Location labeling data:
## begin
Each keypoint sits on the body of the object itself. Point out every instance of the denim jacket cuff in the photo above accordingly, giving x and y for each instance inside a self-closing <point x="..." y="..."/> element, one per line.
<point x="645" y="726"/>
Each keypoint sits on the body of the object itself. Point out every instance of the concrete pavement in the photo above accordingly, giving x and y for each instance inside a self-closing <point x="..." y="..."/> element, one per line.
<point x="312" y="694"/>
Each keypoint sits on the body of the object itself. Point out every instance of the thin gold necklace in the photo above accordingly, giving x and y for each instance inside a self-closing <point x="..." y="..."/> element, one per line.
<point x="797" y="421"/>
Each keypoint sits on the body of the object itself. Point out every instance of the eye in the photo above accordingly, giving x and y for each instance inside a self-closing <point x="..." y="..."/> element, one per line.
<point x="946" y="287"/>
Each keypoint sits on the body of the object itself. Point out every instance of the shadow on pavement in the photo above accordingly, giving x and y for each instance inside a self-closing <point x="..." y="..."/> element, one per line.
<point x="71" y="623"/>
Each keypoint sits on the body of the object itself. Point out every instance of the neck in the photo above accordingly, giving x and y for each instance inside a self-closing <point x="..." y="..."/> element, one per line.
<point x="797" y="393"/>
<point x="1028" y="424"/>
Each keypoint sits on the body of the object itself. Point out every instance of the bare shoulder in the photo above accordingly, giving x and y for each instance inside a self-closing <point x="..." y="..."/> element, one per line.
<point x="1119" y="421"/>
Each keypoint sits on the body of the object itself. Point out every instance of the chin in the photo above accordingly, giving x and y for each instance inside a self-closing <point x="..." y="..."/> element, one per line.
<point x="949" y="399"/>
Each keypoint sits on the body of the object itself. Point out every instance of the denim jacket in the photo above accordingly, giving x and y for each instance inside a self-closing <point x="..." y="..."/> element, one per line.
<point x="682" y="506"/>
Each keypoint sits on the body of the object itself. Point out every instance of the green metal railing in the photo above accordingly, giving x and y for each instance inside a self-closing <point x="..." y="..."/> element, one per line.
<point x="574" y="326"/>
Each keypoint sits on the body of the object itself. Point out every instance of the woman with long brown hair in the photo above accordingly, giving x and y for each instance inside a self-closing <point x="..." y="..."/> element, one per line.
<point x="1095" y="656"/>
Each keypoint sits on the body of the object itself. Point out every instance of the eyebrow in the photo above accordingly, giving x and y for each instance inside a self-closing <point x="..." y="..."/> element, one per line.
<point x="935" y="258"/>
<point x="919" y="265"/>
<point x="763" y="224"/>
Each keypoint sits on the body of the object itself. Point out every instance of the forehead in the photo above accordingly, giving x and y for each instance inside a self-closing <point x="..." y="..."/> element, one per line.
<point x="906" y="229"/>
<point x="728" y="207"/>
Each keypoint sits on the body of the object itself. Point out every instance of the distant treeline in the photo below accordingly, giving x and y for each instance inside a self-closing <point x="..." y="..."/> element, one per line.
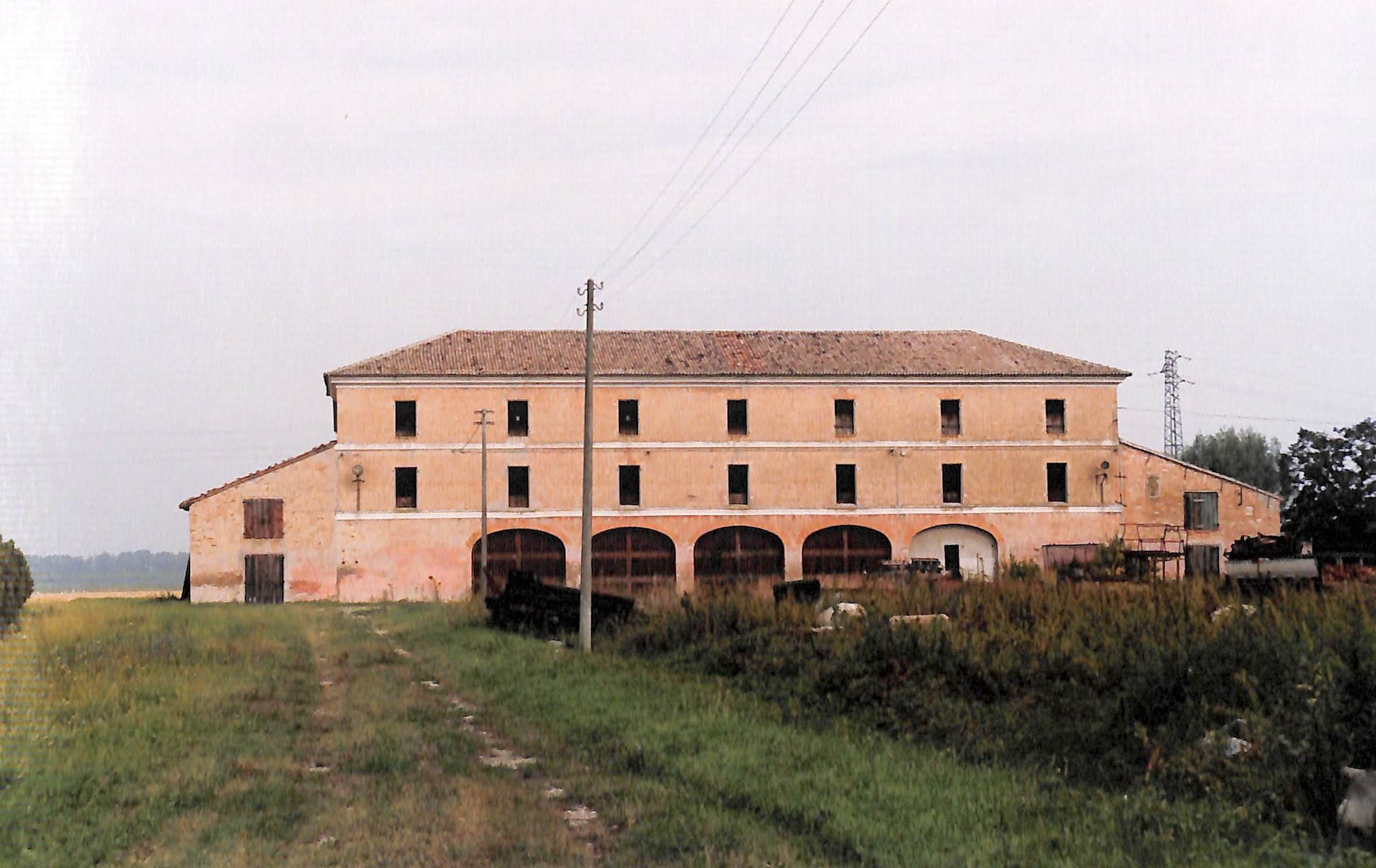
## end
■ **Task statement**: Rewrite all of the data above, substituting "leather jacket" for every occurrence of "denim jacket" and leaving everything else unchanged. Omit the pictures from your answer.

■ **Exercise output**:
Each keypoint sits on the body of the object itself. Point out every instance of the leather jacket cuff in the photo above accordingly, giving x and y for each instance inside a self-closing <point x="..." y="..."/> element, one per line.
<point x="645" y="726"/>
Each keypoint sits on the body of the object itself. Point out every instance of the concrete pavement in the photo above accordingly, giving x and y for each instance inside a self-closing <point x="..." y="..."/> element, one per line.
<point x="312" y="694"/>
Each keypoint sits on the body of the object itself. Point out every instance of the thin gold necklace in the photo above accordingly, giving x and y for each instance inside a self-closing <point x="..." y="..."/> element, one per line.
<point x="797" y="421"/>
Each keypoint sits on the body of the object itself. Point out every instance of the eye in the photo above accordingly, giving x and y for each instance inside a self-closing <point x="..." y="..."/> element, one per line.
<point x="946" y="287"/>
Each keypoint sits on the body of the object itself. Point out every instance of the shadow on pavement in the photo above accordingly, giving x and y for each instance inside a self-closing <point x="..." y="..."/> element, one per line.
<point x="71" y="623"/>
Each keypoint sits on the body of the object itself. Point out every instance of the neck in the photo above accordingly, giving x and y for each instance inside a self-closing <point x="..." y="..."/> element, one per line.
<point x="797" y="393"/>
<point x="1028" y="424"/>
Each keypoint sits on the body of the object itself. Point out every instance of the bare shoulder in the photo above accordingly, giving x and y for each instance inside a self-closing <point x="..." y="..."/> element, one per line.
<point x="1119" y="421"/>
Each keypoint sits on the body of the object itself. Point out every instance of the chin in the photo above accordingly, giving x and y for each instance inside a self-closing <point x="..." y="..."/> element, one per line.
<point x="949" y="399"/>
Each keypoint sits on the body of the object itself. Point out every instance of the leather jacket in the photo above accordingly, giving x and y for each instance inside a self-closing <point x="..." y="..."/> element, one per line.
<point x="682" y="506"/>
Each keypoint sits on the body of the object itself. Point out every instance of the green metal railing in the photo above accordingly, giving x and y for each instance inside a self-closing <point x="..." y="..."/> element, one per line.
<point x="574" y="326"/>
Each keypoint sits on the body of the object itself. Point out every instance of the woman with long brown hair in the photo above accordingly, giving x and y for each instance inside a self-closing <point x="..." y="..."/> element, one per line.
<point x="1095" y="656"/>
Each keypoint sits on the body of the object itself. Point out every instance of the eyebrow in the photo above accordingly, giving x and y for each instance inside a self-closing <point x="..." y="..."/> element, one per line.
<point x="935" y="258"/>
<point x="919" y="265"/>
<point x="763" y="224"/>
Each keypoint sits on the body of the object itself. Point out every instance of the forehead in the photo above accordingly, giving x and y for each instance inside a self-closing <point x="..." y="..."/> element, one per line.
<point x="906" y="229"/>
<point x="728" y="207"/>
Each keypoint sits on the body of the object itself. Point out every instance of the distant treeline in the photo below accordingly, giving x and y for each instance inside a self-closing <point x="..." y="..."/> element, one per line.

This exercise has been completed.